▶ [Work task 1]
From the passage on Arabic LLM training data, extract the words starting at "Emerging Data Strategies" and ending at "quality at scale.".
▶ [Work task 2]
According to the passage on Arabic LLM training data, what does CODA stand for?
▶ [Work task 3]
Please continue the passage on Arabic LLM training data from where it stops.

:: Source document

Emerging Data Strategies and Future Directions

The next frontier of Arabic LLM training data involves synthetic data generation, where high-quality Arabic models generate additional training examples that augment human-authored corpora. This approach requires careful implementation for Arabic: synthetic Arabic text must preserve dialectal authenticity, morphological correctness, and cultural appropriateness — properties that automated generation pipelines can degrade if not constrained by Arabic-specific quality metrics. The CAMeL Lab’s tools for morphological analysis and CODA (Conventional Orthography for Dialectal Arabic) provide the evaluation infrastructure needed to validate synthetic Arabic data quality at scale.

Multimodal training data represents another expansion vector. Arabic documents frequently combine Arabic text with images, charts, tables, and handwritten annotations. The QCRI Fanar platform, launched as an Arabic-centric multimodal generative AI system in 2025, demonstrates demand for models that process visual and textual Arabic content simultaneously. Training such models requires paired Arabic text-image datasets that capture the visual conventions of Arabic typography, right-to-left layout, and Arabic numeral formatting alongside the linguistic content.

::::
:: Data shown

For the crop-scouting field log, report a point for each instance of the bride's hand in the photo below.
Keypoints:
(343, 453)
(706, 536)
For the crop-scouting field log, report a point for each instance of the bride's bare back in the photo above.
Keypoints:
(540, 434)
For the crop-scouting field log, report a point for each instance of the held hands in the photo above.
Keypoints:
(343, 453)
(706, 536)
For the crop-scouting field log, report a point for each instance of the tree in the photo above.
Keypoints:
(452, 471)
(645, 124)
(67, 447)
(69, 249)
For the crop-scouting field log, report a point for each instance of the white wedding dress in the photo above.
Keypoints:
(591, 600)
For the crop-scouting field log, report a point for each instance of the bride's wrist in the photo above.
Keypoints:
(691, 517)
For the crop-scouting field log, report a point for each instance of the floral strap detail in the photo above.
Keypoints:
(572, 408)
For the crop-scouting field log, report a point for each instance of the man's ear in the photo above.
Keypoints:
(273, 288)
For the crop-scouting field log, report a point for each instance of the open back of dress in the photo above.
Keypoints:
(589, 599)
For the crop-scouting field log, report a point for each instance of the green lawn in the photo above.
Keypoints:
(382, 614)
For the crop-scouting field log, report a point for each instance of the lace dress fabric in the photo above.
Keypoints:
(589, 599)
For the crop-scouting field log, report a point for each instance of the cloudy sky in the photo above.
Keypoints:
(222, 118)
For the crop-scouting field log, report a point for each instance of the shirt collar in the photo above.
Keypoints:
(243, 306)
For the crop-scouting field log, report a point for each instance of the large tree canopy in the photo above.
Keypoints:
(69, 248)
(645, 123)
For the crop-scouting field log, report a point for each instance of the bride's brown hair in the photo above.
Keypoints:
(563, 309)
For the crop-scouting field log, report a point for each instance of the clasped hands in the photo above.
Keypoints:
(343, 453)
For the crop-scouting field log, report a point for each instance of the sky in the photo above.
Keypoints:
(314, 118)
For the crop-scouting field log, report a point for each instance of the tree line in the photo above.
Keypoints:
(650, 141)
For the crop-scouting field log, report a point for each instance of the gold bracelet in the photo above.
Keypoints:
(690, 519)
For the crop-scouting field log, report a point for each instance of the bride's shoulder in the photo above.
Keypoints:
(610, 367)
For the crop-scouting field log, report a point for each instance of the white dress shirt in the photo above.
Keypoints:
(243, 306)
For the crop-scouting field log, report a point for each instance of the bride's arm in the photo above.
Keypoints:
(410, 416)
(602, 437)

::::

▶ [Response 1]
Emerging Data Strategies and Future Directions

The next frontier of Arabic LLM training data involves synthetic data generation, where high-quality Arabic models generate additional training examples that augment human-authored corpora. This approach requires careful implementation for Arabic: synthetic Arabic text must preserve dialectal authenticity, morphological correctness, and cultural appropriateness — properties that automated generation pipelines can degrade if not constrained by Arabic-specific quality metrics. The CAMeL Lab’s tools for morphological analysis and CODA (Conventional Orthography for Dialectal Arabic) provide the evaluation infrastructure needed to validate synthetic Arabic data quality at scale.

▶ [Response 2]
Conventional Orthography for Dialectal Arabic

▶ [Response 3]
The MENA region’s expanding AI investment — $9.1 billion through 70 deals in Saudi Arabia during 2025, combined with the UAE’s $578 million AI market growing at 22 percent CAGR — provides the financial foundation for sustained investment in Arabic training data curation. As commercial deployment grows, the feedback loop between user interactions and training data refinement accelerates model improvement in ways that pre-deployment data collection cannot replicate. Organizations deploying Arabic LLMs at scale — through platforms like Arabot, Maqsam, and HUMAIN Chat — generate interaction data that, when properly anonymized and curated, becomes training signal for subsequent model generations.

The competitive dynamics among Jais, ALLaM, and Falcon ensure that training data innovation continues apace. Each consortium’s investment in data quality — Jais 2’s 600 billion native Arabic tokens, ALLaM’s sovereign government data, Falcon Arabic’s emphasis on non-translated content — establishes baselines that subsequent releases must exceed. This data arms race, combined with the shift toward native Arabic evaluation benchmarks, makes training data quality the central competitive dimension in Arabic AI development.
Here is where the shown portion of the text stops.